** START The input **

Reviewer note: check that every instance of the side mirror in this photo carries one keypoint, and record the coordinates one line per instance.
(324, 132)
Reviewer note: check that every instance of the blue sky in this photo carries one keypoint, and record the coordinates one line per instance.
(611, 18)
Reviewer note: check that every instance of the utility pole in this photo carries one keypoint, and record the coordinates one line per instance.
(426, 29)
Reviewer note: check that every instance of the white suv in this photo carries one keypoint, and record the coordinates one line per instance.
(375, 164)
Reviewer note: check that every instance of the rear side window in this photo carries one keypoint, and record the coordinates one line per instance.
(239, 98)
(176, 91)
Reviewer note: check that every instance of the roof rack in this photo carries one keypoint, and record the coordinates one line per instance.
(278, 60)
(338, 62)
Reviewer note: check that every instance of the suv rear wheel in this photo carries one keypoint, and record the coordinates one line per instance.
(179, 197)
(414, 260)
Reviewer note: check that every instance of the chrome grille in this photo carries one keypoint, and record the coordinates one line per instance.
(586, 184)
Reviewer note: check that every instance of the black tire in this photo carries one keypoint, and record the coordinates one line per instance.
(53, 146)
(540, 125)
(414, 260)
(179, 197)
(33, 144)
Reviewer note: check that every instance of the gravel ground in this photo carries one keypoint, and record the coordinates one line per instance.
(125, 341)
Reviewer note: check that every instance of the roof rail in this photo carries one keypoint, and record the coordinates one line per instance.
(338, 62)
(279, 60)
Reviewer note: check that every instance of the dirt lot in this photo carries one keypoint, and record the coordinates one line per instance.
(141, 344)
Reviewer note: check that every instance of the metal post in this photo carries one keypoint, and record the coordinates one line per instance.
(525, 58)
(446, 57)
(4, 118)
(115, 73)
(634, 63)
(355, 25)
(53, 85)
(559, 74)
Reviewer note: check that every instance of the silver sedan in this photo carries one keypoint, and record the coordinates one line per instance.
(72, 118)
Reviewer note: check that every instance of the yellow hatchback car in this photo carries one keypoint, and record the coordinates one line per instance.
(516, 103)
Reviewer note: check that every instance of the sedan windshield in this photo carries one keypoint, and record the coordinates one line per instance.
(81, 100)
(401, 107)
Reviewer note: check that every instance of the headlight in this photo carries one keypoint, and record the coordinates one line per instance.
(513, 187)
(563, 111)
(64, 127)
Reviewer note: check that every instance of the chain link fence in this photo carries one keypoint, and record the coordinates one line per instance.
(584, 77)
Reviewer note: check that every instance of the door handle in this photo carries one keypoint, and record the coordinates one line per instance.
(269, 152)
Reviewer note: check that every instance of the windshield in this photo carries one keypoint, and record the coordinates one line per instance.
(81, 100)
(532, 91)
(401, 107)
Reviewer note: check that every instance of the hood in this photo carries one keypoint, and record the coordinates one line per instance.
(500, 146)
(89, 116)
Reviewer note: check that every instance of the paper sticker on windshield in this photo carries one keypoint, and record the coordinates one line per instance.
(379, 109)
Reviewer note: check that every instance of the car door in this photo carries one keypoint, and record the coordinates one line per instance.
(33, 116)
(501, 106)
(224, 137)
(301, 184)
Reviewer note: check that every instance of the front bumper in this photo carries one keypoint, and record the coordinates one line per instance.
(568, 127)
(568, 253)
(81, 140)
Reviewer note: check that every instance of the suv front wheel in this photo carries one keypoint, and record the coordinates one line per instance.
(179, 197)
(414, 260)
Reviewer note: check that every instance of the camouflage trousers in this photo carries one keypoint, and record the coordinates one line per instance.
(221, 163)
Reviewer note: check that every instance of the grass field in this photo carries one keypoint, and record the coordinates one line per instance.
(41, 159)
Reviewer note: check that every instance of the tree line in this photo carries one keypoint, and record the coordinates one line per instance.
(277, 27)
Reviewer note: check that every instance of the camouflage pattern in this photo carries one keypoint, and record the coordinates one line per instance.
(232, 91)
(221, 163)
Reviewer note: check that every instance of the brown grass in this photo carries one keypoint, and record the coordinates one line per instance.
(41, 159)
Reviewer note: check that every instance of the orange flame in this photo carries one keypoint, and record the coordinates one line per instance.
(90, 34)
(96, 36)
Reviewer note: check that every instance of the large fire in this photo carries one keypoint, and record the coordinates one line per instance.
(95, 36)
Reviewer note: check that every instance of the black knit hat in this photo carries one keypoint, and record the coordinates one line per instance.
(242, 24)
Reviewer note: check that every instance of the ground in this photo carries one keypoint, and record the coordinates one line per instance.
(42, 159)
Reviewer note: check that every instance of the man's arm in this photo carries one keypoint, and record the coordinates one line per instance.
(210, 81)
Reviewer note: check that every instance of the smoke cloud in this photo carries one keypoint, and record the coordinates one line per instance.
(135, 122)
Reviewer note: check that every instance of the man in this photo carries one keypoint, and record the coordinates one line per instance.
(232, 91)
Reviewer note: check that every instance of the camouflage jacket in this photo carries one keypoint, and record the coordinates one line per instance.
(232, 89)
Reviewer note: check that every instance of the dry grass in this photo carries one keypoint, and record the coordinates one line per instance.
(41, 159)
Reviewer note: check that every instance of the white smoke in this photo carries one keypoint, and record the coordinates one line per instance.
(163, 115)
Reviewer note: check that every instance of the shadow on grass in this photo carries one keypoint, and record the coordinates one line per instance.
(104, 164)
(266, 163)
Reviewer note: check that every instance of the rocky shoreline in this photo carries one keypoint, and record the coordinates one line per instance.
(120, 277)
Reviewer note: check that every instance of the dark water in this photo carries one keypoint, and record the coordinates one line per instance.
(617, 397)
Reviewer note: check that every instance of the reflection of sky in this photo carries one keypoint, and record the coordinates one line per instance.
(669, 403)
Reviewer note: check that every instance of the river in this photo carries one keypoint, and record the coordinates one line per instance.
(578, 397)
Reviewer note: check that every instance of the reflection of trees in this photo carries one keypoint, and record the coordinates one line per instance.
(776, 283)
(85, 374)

** END The input **

Challenge: Take the line that contains "the camouflage jacket" and every line after it through the end of the listing above, and repeat them exactly.

Exercise output:
Reviewer note: check that every instance of the camouflage jacket in this photo carries one keypoint, and record the coordinates one line per instance.
(232, 89)
Reviewer note: check that every instance of the dry grass in this photo carries one keypoint, and record the coordinates one line per instance.
(41, 159)
Reviewer note: check that every instance of the white smoke in this photo carries one keypoint, and record the coordinates one line per instance.
(163, 115)
Reviewer note: check that every instance of the shadow on grass in this photo carries one keypoint, and record the coordinates one line per instance.
(104, 164)
(266, 163)
Reviewer note: check that every instance of the rocky shoreline in this photo carries one keypoint, and record the coordinates one line per instance.
(120, 277)
Reviewer note: check that every instance of the dark water in this photo carries one keypoint, and record the coordinates one line per instance.
(617, 397)
Reviewer note: check that every instance of the reflection of sky in this photo carries one keypoint, and record the coordinates one line per instance.
(669, 403)
Reviewer note: check that every instance of the river in this photo carries one keypoint, and record the coordinates one line per instance.
(578, 397)
Reviewer note: check that every instance of the reflection of trees in this photo carries one keypoint, and record the coordinates one line per instance.
(776, 283)
(85, 374)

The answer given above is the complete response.